--- start Source excerpt ---

The Easiest Places on Earth to Learn How to Surf

So you want to learn how to surf? Let us be the first to tell you that it probably isn’t going to be easy, especially if you make the rookie mistake of heading to some famous beach known for its huge swells. But learning this incredible sport doesn’t have to be that hard, as long as you know where to go. In this increasingly busy world, surfing is providing people with the chance to get back to nature, challenge themselves against the ocean and have a lot of fun. Heading to one of these 12 places will ensure that you are setting yourself up for success as they are among the easiest places on earth to learn how to surf.

12. Frank Island, Tofino, British Columbia

Tofino and beginners don’t often go hand in hand, especially in the winter season when the storms send huge waves crashing in, but head to Frank Island and you will understand why it’s the perfect place to learn. Frank Island is situated on the south end of Chesterman Beach and manages to knock down any powerful breaks and creates little baby waves perfect for learning. The water is cold, year round, after all this is Canada, so expect to wear a wetsuit here no matter what season you are surfing in. It is easy to find board rentals along with lessons in the town of Tofino as it is known as being the surfing capital of Canada. Snow covered glaciers, thousand year old trees, wandering black bears and bald eagles overhead complete this stellar location.

Surfing Tofino

11. Lagos, Portugal

You may not find any waves in the actual town of Lagos itself but a slew of opportunities await beginners with a 30 minute drive. This Algarve town is the base for many surf schools and it has long been know that surfing in Portugal is something to check off your bucket list. Surf Experience is the longest running surf school in the area, operating since 1992 and offers superior instruction and amazing accommodations. Beginner surfers often head to the protected break at Arrifana, a favorite for learning at low tide. In the downtime make sure to explore the town’s delicious eats, cheap cocktails and electric clubs that come alive after 10pm. Avoid traveling here during summertime when it is often crowded and prices are significantly higher.

--- end Source excerpt ---

> Set of tasks
(a) In the surfing article, since what year has Surf Experience been operating?
(b) Copy the portion of the surfing article that starts with the words containing "Surfing Tofino" and finishes with "are significantly higher.".

--- start Excerpted records ---

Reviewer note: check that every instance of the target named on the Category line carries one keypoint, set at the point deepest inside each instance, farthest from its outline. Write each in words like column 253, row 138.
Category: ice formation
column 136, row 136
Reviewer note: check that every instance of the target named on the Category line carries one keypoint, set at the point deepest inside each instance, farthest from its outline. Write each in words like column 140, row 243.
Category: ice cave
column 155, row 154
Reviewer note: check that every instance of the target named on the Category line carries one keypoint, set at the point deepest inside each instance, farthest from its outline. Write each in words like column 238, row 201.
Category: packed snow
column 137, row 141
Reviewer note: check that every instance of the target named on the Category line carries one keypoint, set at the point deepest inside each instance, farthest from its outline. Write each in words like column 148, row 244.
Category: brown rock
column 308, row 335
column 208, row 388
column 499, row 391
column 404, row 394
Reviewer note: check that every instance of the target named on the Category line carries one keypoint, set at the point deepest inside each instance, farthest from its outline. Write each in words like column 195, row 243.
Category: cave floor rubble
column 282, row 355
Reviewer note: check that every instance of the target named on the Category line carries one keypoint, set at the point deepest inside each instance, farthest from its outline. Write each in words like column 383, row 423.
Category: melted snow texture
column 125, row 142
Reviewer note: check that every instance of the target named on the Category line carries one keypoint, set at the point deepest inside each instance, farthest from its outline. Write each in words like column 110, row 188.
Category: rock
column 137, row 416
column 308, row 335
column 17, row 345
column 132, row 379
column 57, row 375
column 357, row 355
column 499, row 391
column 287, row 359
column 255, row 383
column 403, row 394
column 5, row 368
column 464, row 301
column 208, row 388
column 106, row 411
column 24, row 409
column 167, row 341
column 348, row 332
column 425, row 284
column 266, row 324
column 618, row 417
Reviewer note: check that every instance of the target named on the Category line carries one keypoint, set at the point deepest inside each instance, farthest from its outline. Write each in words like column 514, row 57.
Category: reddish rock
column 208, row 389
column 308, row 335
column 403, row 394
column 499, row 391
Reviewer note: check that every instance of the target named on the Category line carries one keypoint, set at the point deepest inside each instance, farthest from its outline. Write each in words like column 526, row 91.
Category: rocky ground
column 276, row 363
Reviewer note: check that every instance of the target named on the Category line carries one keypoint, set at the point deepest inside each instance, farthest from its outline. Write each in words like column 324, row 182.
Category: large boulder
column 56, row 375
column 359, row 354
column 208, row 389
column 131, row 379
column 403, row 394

--- end Excerpted records ---

> Answers to the exercise
(a) Since 1992.

(b)
Surfing Tofino

11. Lagos, Portugal

You may not find any waves in the actual town of Lagos itself but a slew of opportunities await beginners with a 30 minute drive. This Algarve town is the base for many surf schools and it has long been know that surfing in Portugal is something to check off your bucket list. Surf Experience is the longest running surf school in the area, operating since 1992 and offers superior instruction and amazing accommodations. Beginner surfers often head to the protected break at Arrifana, a favorite for learning at low tide. In the downtime make sure to explore the town’s delicious eats, cheap cocktails and electric clubs that come alive after 10pm. Avoid traveling here during summertime when it is often crowded and prices are significantly higher.